#### DATASET EXTRACT

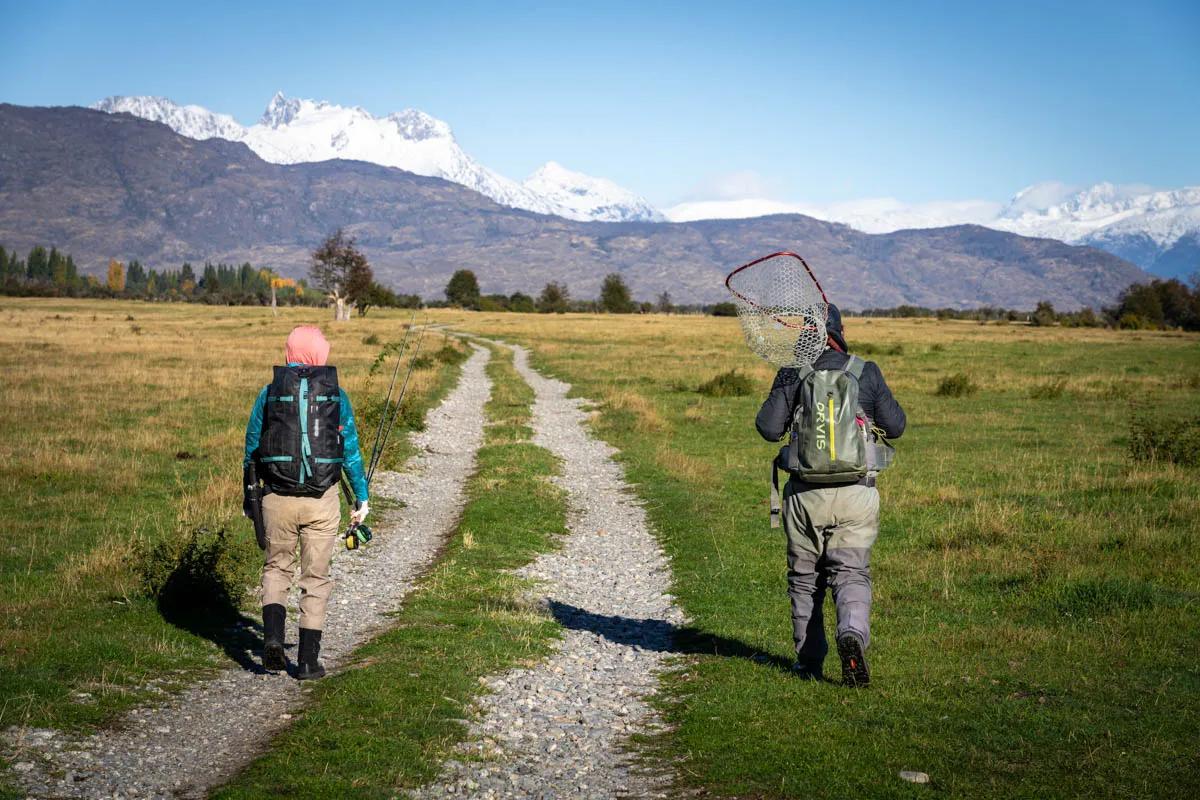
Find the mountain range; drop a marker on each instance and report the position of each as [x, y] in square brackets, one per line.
[101, 185]
[1159, 230]
[298, 131]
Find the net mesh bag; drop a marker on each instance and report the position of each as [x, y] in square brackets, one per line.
[781, 307]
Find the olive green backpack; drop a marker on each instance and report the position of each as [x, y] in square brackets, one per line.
[832, 439]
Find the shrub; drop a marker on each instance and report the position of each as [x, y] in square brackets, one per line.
[727, 384]
[450, 354]
[957, 385]
[1164, 438]
[1051, 390]
[205, 573]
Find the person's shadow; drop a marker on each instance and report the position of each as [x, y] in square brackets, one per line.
[195, 600]
[659, 636]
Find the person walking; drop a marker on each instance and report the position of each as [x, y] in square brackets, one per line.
[831, 524]
[299, 440]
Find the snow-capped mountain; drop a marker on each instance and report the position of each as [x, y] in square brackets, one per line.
[1159, 230]
[294, 131]
[597, 198]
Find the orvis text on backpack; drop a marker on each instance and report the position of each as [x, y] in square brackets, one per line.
[831, 439]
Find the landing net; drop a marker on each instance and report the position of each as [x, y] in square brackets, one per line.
[781, 307]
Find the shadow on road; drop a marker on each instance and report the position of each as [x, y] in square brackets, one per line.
[660, 636]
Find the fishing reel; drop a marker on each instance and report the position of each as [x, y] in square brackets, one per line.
[357, 535]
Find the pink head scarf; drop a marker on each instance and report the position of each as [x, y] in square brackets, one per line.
[306, 344]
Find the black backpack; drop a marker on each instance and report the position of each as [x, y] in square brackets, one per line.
[300, 449]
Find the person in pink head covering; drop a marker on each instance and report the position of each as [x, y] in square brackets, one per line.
[300, 439]
[306, 344]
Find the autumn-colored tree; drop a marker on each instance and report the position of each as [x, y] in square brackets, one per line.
[115, 276]
[337, 266]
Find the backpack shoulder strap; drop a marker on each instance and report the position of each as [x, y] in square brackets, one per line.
[855, 366]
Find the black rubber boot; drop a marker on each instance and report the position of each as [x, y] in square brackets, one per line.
[853, 662]
[274, 617]
[807, 671]
[310, 648]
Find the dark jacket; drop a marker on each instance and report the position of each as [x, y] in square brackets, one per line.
[775, 415]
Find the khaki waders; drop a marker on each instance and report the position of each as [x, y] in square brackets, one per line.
[313, 524]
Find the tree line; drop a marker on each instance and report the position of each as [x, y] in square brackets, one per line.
[1158, 305]
[341, 276]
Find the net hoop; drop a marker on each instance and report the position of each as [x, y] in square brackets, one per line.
[767, 258]
[783, 308]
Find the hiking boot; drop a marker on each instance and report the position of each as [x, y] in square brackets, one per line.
[853, 662]
[805, 671]
[274, 617]
[310, 648]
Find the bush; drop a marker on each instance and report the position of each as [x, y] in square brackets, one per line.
[957, 385]
[450, 354]
[205, 573]
[727, 384]
[1164, 438]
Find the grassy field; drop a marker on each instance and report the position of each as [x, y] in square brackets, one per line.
[125, 431]
[1037, 589]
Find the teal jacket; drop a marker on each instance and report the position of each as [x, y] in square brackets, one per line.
[353, 463]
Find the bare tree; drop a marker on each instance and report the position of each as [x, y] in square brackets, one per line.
[340, 270]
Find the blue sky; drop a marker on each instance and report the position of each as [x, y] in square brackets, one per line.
[816, 102]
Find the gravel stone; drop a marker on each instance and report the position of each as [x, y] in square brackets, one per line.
[561, 728]
[201, 738]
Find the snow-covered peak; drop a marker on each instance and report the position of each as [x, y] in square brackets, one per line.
[586, 197]
[293, 130]
[419, 126]
[192, 121]
[280, 110]
[1072, 214]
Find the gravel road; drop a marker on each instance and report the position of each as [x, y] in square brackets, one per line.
[204, 735]
[559, 729]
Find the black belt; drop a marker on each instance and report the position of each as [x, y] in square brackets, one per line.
[777, 506]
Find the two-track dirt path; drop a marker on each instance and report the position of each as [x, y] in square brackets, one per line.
[561, 728]
[208, 733]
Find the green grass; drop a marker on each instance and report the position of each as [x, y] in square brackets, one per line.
[119, 441]
[1037, 589]
[388, 721]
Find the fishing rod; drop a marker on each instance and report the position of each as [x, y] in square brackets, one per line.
[358, 533]
[387, 400]
[400, 400]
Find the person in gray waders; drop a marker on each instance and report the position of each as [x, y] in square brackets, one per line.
[299, 440]
[838, 411]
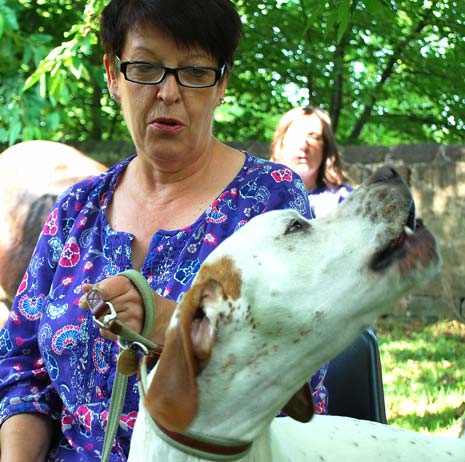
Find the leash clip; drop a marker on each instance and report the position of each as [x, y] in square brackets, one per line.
[98, 306]
[134, 346]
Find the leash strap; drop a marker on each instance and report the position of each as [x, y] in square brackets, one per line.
[105, 317]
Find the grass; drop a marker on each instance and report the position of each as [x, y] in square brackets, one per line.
[423, 374]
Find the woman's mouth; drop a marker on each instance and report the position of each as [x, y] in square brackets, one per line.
[166, 124]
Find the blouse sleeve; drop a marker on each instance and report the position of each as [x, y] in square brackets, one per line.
[25, 386]
[286, 190]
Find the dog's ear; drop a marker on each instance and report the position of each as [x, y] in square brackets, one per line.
[172, 397]
[300, 407]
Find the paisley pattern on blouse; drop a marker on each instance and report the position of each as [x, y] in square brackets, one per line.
[52, 358]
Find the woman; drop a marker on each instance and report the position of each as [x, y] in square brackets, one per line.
[160, 212]
[305, 142]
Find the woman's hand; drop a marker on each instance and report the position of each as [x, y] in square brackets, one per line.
[128, 304]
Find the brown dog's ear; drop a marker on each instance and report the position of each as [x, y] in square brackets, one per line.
[172, 396]
[300, 407]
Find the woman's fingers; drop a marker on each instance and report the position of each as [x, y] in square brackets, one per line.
[125, 298]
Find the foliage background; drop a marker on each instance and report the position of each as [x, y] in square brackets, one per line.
[388, 71]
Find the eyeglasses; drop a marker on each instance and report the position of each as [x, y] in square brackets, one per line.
[154, 74]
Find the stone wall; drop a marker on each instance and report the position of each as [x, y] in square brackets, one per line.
[436, 175]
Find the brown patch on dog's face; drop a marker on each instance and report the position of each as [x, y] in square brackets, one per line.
[223, 270]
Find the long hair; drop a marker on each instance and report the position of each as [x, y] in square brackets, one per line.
[330, 174]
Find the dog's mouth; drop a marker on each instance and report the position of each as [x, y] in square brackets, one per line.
[414, 247]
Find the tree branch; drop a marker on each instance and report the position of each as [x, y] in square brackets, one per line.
[387, 72]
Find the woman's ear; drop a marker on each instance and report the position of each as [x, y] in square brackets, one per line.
[222, 84]
[112, 77]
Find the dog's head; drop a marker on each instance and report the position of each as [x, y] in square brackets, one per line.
[284, 294]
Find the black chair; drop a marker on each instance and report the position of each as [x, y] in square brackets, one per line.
[354, 381]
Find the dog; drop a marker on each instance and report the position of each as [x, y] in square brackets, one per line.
[271, 304]
[32, 175]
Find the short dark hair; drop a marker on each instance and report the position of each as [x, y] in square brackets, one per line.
[212, 25]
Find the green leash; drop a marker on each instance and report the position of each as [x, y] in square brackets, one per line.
[130, 342]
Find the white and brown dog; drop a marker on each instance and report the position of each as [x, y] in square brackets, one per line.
[270, 305]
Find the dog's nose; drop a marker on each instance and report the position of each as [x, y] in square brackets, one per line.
[384, 174]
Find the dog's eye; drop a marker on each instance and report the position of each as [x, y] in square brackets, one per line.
[295, 226]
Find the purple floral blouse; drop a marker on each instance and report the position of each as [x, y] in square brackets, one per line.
[52, 359]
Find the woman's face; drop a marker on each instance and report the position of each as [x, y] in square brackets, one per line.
[302, 146]
[169, 123]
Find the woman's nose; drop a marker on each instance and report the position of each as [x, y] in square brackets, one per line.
[168, 90]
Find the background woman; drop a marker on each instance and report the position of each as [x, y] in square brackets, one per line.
[304, 141]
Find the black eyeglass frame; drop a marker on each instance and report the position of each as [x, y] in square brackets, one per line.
[122, 66]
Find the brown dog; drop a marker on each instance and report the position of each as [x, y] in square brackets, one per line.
[32, 174]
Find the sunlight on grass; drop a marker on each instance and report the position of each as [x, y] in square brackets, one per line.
[423, 374]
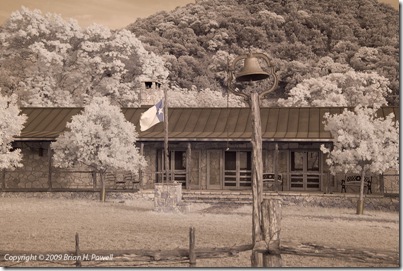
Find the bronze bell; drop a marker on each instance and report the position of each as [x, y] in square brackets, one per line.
[251, 71]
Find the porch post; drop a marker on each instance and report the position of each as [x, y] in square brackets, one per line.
[50, 168]
[141, 171]
[188, 164]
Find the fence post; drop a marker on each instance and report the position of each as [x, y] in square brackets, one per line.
[192, 245]
[78, 261]
[271, 215]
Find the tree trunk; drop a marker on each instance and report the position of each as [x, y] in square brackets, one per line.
[271, 212]
[103, 187]
[167, 176]
[257, 176]
[360, 203]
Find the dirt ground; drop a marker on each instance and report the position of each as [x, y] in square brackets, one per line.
[46, 225]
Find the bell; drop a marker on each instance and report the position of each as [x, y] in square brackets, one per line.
[251, 71]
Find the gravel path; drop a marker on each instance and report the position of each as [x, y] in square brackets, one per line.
[39, 225]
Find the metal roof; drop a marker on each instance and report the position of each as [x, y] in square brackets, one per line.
[199, 124]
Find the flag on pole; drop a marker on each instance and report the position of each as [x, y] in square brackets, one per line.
[152, 116]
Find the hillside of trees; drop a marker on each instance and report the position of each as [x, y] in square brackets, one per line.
[334, 52]
[304, 38]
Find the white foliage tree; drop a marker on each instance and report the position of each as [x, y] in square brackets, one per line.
[362, 144]
[101, 138]
[340, 89]
[48, 61]
[11, 124]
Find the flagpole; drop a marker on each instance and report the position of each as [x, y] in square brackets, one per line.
[166, 134]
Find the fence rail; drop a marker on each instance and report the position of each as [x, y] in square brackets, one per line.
[183, 256]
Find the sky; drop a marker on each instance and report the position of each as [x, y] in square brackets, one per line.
[111, 13]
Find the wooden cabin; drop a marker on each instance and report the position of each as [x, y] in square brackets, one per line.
[209, 149]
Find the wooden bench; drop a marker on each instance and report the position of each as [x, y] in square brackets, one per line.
[127, 182]
[355, 180]
[269, 181]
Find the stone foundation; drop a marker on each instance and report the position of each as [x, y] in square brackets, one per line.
[168, 198]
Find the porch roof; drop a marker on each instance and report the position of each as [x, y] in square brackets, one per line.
[202, 124]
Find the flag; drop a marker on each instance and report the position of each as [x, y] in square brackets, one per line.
[152, 116]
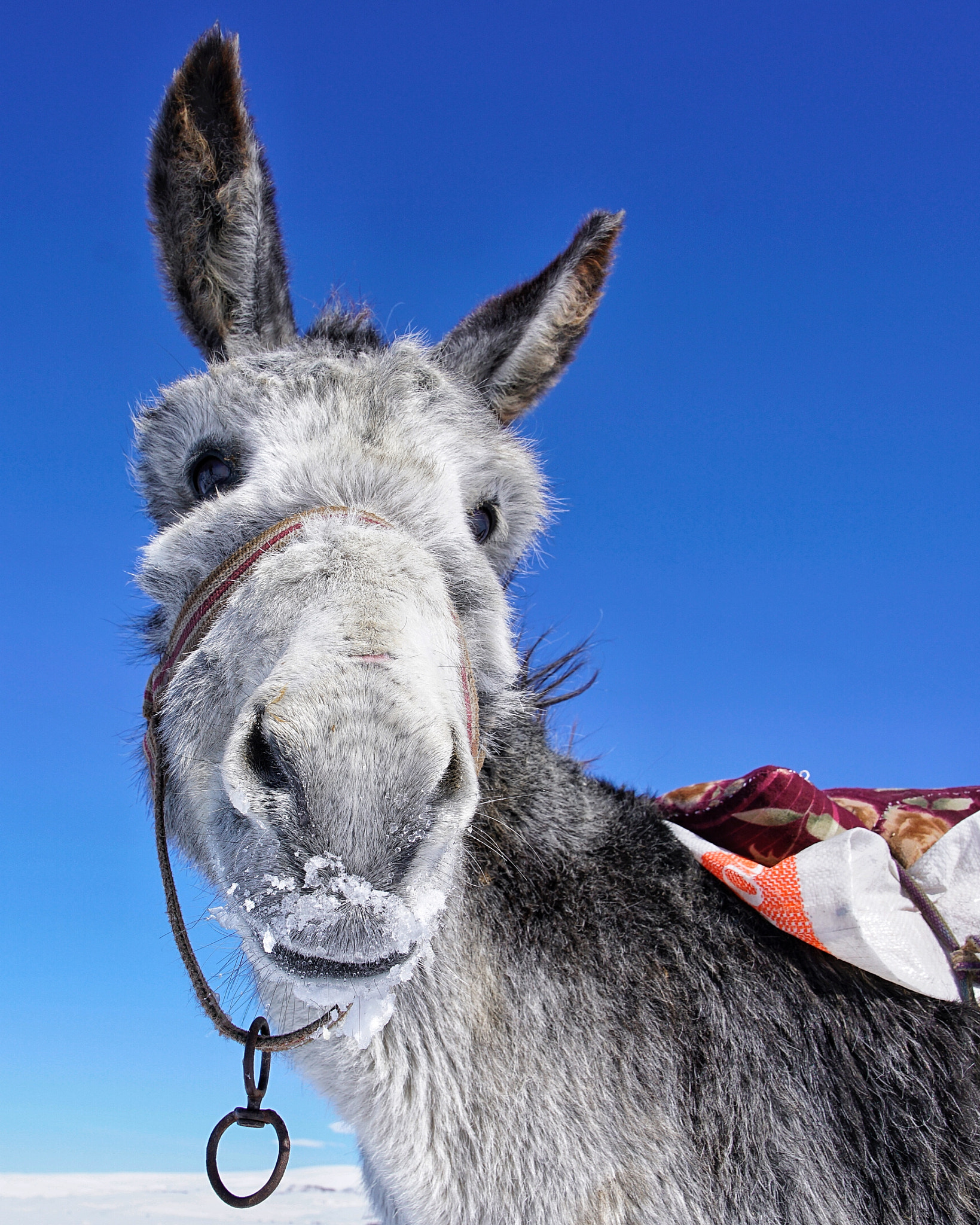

#### EXERCISE
Without the pictures, retype exactly the lines from the one that holds "Find the porch roof;" to the last line of the data above, both of them included.

#### SOLUTION TO THE EXERCISE
Find the porch roof; drop a marker on each instance and report the position of each as [x, y] in square brackets, one per line.
[202, 124]
Find the flag; drop a marker on each instance and report the position of each as [x, y] in square brackets, one per line.
[152, 116]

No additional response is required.